(Beginning of Extract provided)

In the last few years an increasing interest in implantable medical devices, such as cardiac stimulators, neurostimulators or systems enabling in vivo biomedical detection and control, has been observed. In the near future, implantable sensors will for example allow early diagnosis of certain diseases or allow the blood sugar or oxygen level to be precisely monitored in real time. However, in order to function autonomously, implantable medical devices require an internal power supply generally provided by a primary battery. Batteries, the energy densities of which are relatively high (as high as 300 Wh/l) allow small systems to be powered over a duration ranging from a few days to a few years depending on the required power. Thus, for implantable medical devices, the power densities of the highest-performance batteries currently available oblige the latter to be regularly replaced. However, for in vivo applications, the replacement of batteries is not a trivial matter because it requires a surgical intervention.
In order to avoid the replacement of primary batteries, it has been proposed to use what are called “secondary” batteries, recharged by way of an energy-harvesting device such as a coil (recharging by electromagnetic induction), an ultrasonic transducer (recharging by ultrasound) or alternatively a photovoltaic cell (recharging by near-infrared light). This type of device has the advantage of not requiring surgical interventions to replace discharged batteries. Specifically, provided the secondary batteries are periodically recharged by way of the aforementioned energy-harvesting devices, the lifetime of this type of device may approach that of the patient.
Photovoltaic recharging is a particularly promising approach, but one that is confronted with considerable technical difficulties.

(End of Extract provided)
(Beginning of Supplied information)

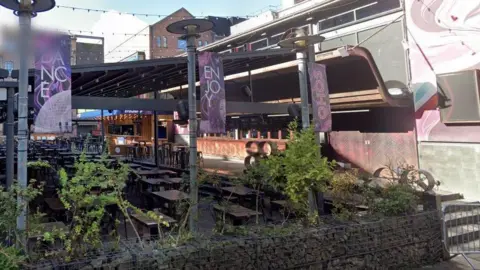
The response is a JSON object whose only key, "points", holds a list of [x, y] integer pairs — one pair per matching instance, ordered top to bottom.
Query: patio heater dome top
{"points": [[36, 6], [190, 27]]}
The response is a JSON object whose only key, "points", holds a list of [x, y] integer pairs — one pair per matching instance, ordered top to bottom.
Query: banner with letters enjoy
{"points": [[53, 84], [212, 90], [322, 115]]}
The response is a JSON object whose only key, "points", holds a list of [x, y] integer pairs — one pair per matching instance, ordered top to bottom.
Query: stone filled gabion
{"points": [[399, 243]]}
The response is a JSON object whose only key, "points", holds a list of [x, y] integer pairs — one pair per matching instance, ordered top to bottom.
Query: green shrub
{"points": [[394, 200]]}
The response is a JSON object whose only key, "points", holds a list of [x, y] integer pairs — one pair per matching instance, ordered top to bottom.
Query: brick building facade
{"points": [[164, 44]]}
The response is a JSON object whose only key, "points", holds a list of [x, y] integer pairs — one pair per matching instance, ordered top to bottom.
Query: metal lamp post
{"points": [[25, 10], [190, 30], [301, 43], [7, 81]]}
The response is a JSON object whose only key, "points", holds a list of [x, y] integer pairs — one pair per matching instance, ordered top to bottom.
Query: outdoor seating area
{"points": [[310, 135], [154, 203]]}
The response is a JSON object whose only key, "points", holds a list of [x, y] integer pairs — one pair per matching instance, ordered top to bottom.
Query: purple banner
{"points": [[212, 88], [52, 97], [322, 114]]}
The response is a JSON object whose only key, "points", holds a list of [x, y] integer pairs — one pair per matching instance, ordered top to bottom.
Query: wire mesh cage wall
{"points": [[462, 228], [400, 242]]}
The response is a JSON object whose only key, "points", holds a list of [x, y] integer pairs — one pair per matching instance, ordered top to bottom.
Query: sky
{"points": [[107, 24]]}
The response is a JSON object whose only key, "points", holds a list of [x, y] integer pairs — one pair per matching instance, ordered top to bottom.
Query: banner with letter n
{"points": [[53, 84], [212, 90], [322, 115]]}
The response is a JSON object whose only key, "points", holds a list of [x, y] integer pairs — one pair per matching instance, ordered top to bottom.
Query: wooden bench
{"points": [[237, 213], [147, 226]]}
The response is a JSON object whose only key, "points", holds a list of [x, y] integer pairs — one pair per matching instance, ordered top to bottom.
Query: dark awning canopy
{"points": [[128, 79]]}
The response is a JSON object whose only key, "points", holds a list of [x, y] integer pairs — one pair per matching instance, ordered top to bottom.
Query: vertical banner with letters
{"points": [[53, 84], [212, 91], [322, 115]]}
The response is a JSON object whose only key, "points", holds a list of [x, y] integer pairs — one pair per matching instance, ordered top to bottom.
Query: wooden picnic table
{"points": [[106, 160], [134, 166], [153, 173], [175, 182], [153, 184], [239, 190], [170, 197], [55, 204], [236, 212], [149, 226], [39, 229]]}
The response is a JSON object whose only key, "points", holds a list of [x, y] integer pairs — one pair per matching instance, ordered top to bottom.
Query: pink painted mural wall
{"points": [[444, 36]]}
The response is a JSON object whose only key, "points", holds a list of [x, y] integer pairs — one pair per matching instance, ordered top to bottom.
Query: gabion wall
{"points": [[397, 243]]}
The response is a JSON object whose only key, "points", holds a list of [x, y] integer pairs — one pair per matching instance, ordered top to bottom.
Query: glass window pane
{"points": [[377, 8], [336, 21], [274, 40], [165, 42], [259, 44]]}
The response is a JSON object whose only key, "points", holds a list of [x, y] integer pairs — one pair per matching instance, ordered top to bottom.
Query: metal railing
{"points": [[461, 229]]}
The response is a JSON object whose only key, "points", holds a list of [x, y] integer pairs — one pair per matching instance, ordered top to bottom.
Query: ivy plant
{"points": [[300, 168]]}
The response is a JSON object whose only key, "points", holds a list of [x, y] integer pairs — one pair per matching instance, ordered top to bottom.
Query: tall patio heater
{"points": [[25, 10], [190, 30], [300, 43]]}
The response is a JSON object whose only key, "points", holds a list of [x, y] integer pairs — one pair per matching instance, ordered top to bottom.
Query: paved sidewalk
{"points": [[456, 263]]}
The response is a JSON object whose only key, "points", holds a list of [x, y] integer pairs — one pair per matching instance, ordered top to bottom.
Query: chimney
{"points": [[287, 3]]}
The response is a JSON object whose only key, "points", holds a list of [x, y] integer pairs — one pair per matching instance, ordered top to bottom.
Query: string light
{"points": [[171, 17], [72, 31]]}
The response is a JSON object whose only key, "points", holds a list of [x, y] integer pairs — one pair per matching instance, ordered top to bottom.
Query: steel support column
{"points": [[25, 24], [303, 83], [192, 104], [102, 127], [155, 132], [10, 136]]}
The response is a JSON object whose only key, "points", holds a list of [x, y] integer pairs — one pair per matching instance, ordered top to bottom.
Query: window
{"points": [[377, 8], [336, 21], [273, 40], [165, 42], [182, 44], [259, 44], [241, 48], [226, 51], [8, 65]]}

(End of Supplied information)

## Your task
Please list every energy-harvesting device that the passage on powering implantable medical devices names for recharging secondary batteries, and give the recharging method stated for each.

## Written answer
- Coil: recharging by electromagnetic induction
- Ultrasonic transducer: recharging by ultrasound
- Photovoltaic cell: recharging by near-infrared light